** START OF DATA RECORDS **
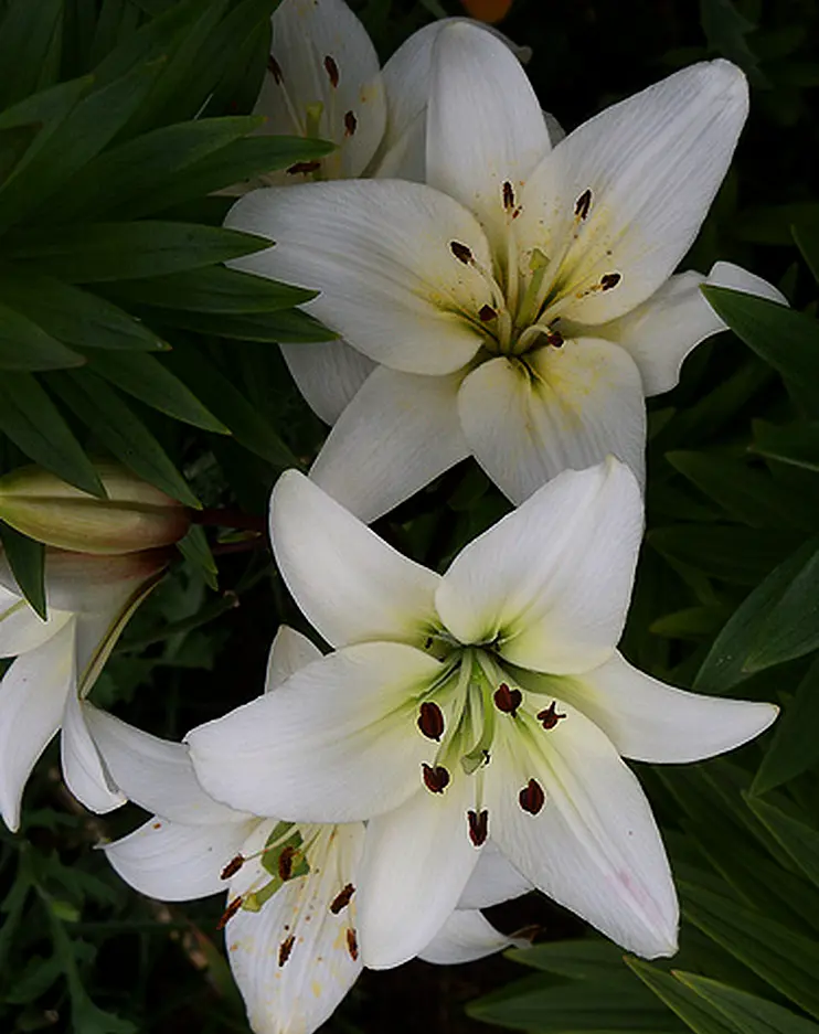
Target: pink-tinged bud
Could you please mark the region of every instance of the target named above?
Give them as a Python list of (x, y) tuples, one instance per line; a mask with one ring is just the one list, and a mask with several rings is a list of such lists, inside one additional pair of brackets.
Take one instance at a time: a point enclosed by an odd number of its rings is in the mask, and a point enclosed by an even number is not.
[(190, 518), (182, 503), (117, 463), (96, 463), (108, 494), (97, 499), (40, 467), (0, 478), (0, 519), (57, 550), (106, 556), (178, 542)]

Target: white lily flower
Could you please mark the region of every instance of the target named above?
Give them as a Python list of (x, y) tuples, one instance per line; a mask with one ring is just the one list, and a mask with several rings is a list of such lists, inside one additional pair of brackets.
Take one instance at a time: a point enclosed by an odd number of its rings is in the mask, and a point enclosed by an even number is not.
[[(645, 396), (673, 386), (690, 350), (725, 329), (704, 278), (672, 274), (746, 114), (743, 73), (701, 63), (552, 148), (509, 49), (444, 26), (426, 185), (255, 191), (226, 221), (276, 242), (237, 267), (319, 289), (306, 308), (377, 363), (313, 479), (372, 521), (470, 454), (515, 503), (609, 452), (641, 477)], [(783, 300), (735, 266), (717, 264), (709, 283), (726, 278)]]
[[(281, 628), (274, 640), (266, 691), (321, 658), (305, 636)], [(363, 822), (278, 822), (211, 800), (188, 751), (84, 705), (114, 778), (137, 803), (155, 810), (135, 832), (104, 850), (131, 886), (164, 900), (227, 893), (227, 958), (257, 1034), (309, 1034), (322, 1024), (363, 969), (358, 898)], [(522, 893), (497, 860), (474, 897)], [(510, 884), (511, 881), (511, 884)], [(488, 894), (487, 894), (488, 892)], [(472, 909), (455, 913), (422, 957), (465, 962), (519, 941)]]
[(63, 776), (77, 800), (99, 813), (125, 802), (79, 701), (167, 563), (164, 550), (120, 556), (47, 550), (44, 621), (0, 556), (0, 657), (17, 658), (0, 681), (0, 813), (9, 829), (19, 828), (25, 784), (61, 727)]
[(711, 757), (777, 708), (673, 689), (616, 651), (641, 518), (621, 463), (566, 471), (439, 576), (304, 476), (277, 483), (279, 572), (334, 652), (188, 742), (202, 785), (233, 807), (371, 820), (358, 902), (366, 966), (423, 948), (488, 835), (628, 950), (676, 950), (668, 861), (620, 756)]
[[(433, 44), (444, 25), (470, 20), (425, 25), (383, 70), (366, 29), (343, 0), (283, 0), (270, 21), (270, 58), (254, 114), (266, 116), (264, 132), (319, 137), (337, 150), (259, 177), (255, 185), (362, 175), (422, 182)], [(525, 56), (525, 47), (497, 30), (482, 31)], [(375, 366), (343, 340), (280, 348), (299, 391), (327, 424), (336, 423)]]

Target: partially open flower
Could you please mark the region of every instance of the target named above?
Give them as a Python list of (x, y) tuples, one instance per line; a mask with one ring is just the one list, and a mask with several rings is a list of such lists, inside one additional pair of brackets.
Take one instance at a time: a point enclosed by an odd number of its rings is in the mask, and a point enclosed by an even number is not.
[(62, 481), (42, 467), (19, 467), (0, 478), (0, 518), (59, 550), (137, 553), (178, 542), (188, 511), (176, 499), (118, 463), (97, 463), (107, 499)]

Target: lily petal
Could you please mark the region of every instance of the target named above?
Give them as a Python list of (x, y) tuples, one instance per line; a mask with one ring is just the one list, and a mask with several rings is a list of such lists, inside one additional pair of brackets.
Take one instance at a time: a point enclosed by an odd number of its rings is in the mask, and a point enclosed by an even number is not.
** END OF DATA RECORDS **
[WHAT IS EXPECTED] Write out all of the records above word for word, leaving out the pictures.

[RESULT OF THE TASK]
Target: pink-tinged bud
Could you please mark the region of every instance of the target named above?
Give them as a Python list of (x, y) tuples, one instance per line; a mask with one ring is just the one list, and a mask with several rings is a list of such lists, inside one additional pair of brackets.
Take one instance at a time: a point enclosed by an odd number of its rings is in the mask, and a point enclosed by an even number is not.
[(190, 518), (182, 503), (117, 463), (96, 463), (108, 494), (97, 499), (40, 467), (0, 478), (0, 519), (57, 550), (106, 556), (178, 542)]

Target: white lily flower
Could you please mark the region of every instance of the target named above?
Give them as a Python list of (x, y) tuples, one instance per line; a mask with one ring is just the one list, and a mask with several rings is a list of such lists, inside one additional pair of brackets.
Take one instance at a time: a point enclosed by an odd number of its rings is in the mask, and a point enclosed by an even number is not.
[[(645, 396), (673, 386), (690, 350), (725, 329), (704, 278), (672, 274), (746, 114), (743, 73), (701, 63), (552, 148), (509, 49), (444, 26), (426, 185), (255, 191), (226, 221), (276, 242), (237, 267), (319, 289), (306, 308), (377, 363), (313, 479), (372, 521), (470, 454), (515, 503), (609, 452), (641, 477)], [(783, 300), (735, 266), (717, 264), (709, 283), (726, 278)]]
[[(281, 628), (274, 640), (266, 691), (321, 658), (305, 636)], [(363, 822), (278, 822), (211, 800), (188, 751), (84, 705), (114, 778), (137, 803), (155, 810), (135, 832), (104, 850), (131, 886), (164, 900), (227, 893), (227, 958), (257, 1034), (309, 1034), (322, 1024), (363, 969), (358, 898)], [(522, 893), (497, 860), (474, 897)], [(510, 884), (511, 881), (511, 884)], [(488, 894), (487, 894), (488, 892)], [(472, 909), (455, 913), (422, 957), (465, 962), (519, 941)]]
[(63, 776), (77, 800), (99, 813), (125, 802), (79, 701), (167, 563), (164, 550), (120, 556), (47, 550), (44, 621), (0, 556), (0, 657), (17, 658), (0, 681), (0, 813), (9, 829), (19, 828), (25, 784), (61, 727)]
[(711, 757), (777, 708), (673, 689), (616, 651), (641, 518), (621, 463), (566, 471), (439, 576), (304, 476), (277, 483), (279, 572), (334, 652), (188, 742), (202, 785), (233, 807), (371, 820), (358, 902), (366, 966), (423, 948), (488, 835), (628, 950), (676, 950), (668, 861), (620, 756)]
[[(433, 44), (444, 25), (470, 20), (425, 25), (383, 70), (366, 29), (343, 0), (283, 0), (270, 21), (270, 58), (254, 114), (266, 116), (264, 132), (319, 137), (337, 150), (259, 177), (255, 185), (362, 175), (422, 182)], [(525, 56), (525, 47), (497, 30), (482, 31)], [(375, 366), (343, 340), (280, 348), (299, 391), (327, 424), (336, 423)]]

Target: partially open flower
Could you please mark the region of every instance of the target named above?
Give them as a Python list of (x, y) tuples, one instance per line; a mask with one ring is just the one list, and a mask with several rings is a list of such lists, inside one additional pair of brackets.
Take one instance at a time: a point enclosed by an odd number of its rings is in the mask, and a point enclosed by an even number is not.
[(62, 481), (42, 467), (19, 467), (0, 478), (0, 518), (59, 550), (137, 553), (178, 542), (188, 511), (176, 499), (118, 463), (97, 463), (107, 499)]

Target: lily petal
Could you please mark the region of every instance of the target named above?
Give them as a Python list of (x, y) tuples, one instance per line; a mask with one ring is just the one list, and a mask with several rings is a list of such lists, inside one additional pair of brackets.
Take one instance at a time: a point enclosed by an odd number of its rings is in the mask, and a point enclosed by an even number is not.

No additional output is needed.